_SELECTED EXTRACT_
....................
The French-language leaders’ debate last Wednesday plunged into issues on abortion, medical assistance in dying, the urgency of climate change, and Quebec’s controversial provincial law against religious symbols.

The debate, hosted by the French-language television network TVA, was an anticipated event. It was the first debate of the election campaign to feature Liberal Leader Justin Trudeau, who faced off against Conservative Party leader Andrew Scheer, Bloc Quebecois leader Yves-Francois Blanchet, and NDP Leader Jagmeet Singh.

Green Party Leader Elizabeth May and People’s Party Leader Maxime Bernier were not invited because neither party has won a seat in Quebec.

Trudeau and Blanchet were the only two native French speakers participating in the debate.

Scheer was challenged immediately by Blanchet over his “ambiguous” stance on abortion, over his reluctance to tackle climate change and his plans to build an energy corridor, a proposal that most Quebecers disagree with.

Scheer insisted he would not reopen the debate on abortion. “Canadians can have confidence I will not reopen it. Nothing will change on access to abortion,” said Sheer. He explained that the only ones reopening the issue of abortion are the Liberals.
....................
_DATA EXCERPTS_

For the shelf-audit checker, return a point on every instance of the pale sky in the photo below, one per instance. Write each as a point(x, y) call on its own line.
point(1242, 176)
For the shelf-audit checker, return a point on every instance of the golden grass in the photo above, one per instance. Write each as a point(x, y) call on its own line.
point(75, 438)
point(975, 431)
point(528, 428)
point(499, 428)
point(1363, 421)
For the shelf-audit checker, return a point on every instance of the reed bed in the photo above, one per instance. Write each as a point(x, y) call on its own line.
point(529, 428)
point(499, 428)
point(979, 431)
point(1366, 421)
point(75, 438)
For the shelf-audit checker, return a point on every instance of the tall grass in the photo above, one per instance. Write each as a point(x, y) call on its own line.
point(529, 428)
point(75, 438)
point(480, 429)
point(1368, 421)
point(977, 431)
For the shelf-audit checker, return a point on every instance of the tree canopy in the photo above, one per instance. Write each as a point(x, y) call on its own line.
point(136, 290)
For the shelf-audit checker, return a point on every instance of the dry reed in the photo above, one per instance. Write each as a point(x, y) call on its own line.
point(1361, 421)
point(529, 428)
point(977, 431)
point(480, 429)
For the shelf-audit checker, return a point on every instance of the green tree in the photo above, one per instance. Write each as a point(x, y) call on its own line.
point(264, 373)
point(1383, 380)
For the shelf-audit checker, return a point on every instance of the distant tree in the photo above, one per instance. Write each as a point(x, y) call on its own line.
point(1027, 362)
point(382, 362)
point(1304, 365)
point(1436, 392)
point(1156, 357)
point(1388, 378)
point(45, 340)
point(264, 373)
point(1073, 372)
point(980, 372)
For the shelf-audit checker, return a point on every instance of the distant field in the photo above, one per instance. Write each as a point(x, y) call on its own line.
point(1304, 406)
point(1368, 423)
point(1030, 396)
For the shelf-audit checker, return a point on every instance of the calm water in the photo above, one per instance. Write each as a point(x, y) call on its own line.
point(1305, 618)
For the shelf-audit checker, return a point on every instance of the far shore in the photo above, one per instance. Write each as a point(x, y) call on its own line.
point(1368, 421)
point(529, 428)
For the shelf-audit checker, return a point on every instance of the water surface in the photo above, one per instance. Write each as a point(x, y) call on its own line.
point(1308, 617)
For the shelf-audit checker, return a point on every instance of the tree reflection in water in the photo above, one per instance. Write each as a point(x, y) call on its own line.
....................
_USING THE INFORMATION_
1) In the article about the French-language leaders' debate, why were Elizabeth May and Maxime Bernier not invited?
2) Resume the article about the French-language leaders' debate, starting right after its last sentence.
The records are separate material, unrelated to the article about the French-language leaders' debate.

_EXERCISE ANSWERS_
1) Neither of their parties has won a seat in Quebec.

2)
On climate change, Trudeau was targeted for the Liberal’s purchase of the Trans Mountain pipeline, while Scheer was accused by his opponents of having a weak plan to slash greenhouse emissions.

The Conservative leader responded by claiming the federal carbon price “isn’t working” and reiterated his pitch for a hydro corridor, a pipeline, across Canada to be a “win-win” for Quebec and Canada.

Scheer was forced to defend his proposed national energy corridor again.

“Mr. Scheer, you’re going to impose a pipeline on Quebec,” Singh said. “You can’t hide that […] That’s unacceptable.”

Blanchet also attacked the other leaders on Quebec’s secularism law, Bill 21, which bans religious symbols in the workplace for certain public sector employees, including teachers, police officers, and judges.

He pointed out that he was the only leader present who supports the law, which remains very popular in Quebec. Trudeau, Scheer, and Singh have all criticized the law, though only Trudeau has stated he will not close the door on a possible federal court challenge of the bill.

Toward the end of the debate, Scheer went after Trudeau for his role in the SNC-Lavalin controversy. In August, the federal ethics watchdog found that Trudeau broke conflict-of-interest rules when he and his staff pressured former attorney-general Jody Wilson-Raybould to negotiate a deal with the Montreal engineering corporation to avoid criminal prosecution.

“When Mr. Trudeau was confronted with the facts, he lied,” Scheer said. “He looked Canadians in the eyes, and he said something he knew wasn’t true.”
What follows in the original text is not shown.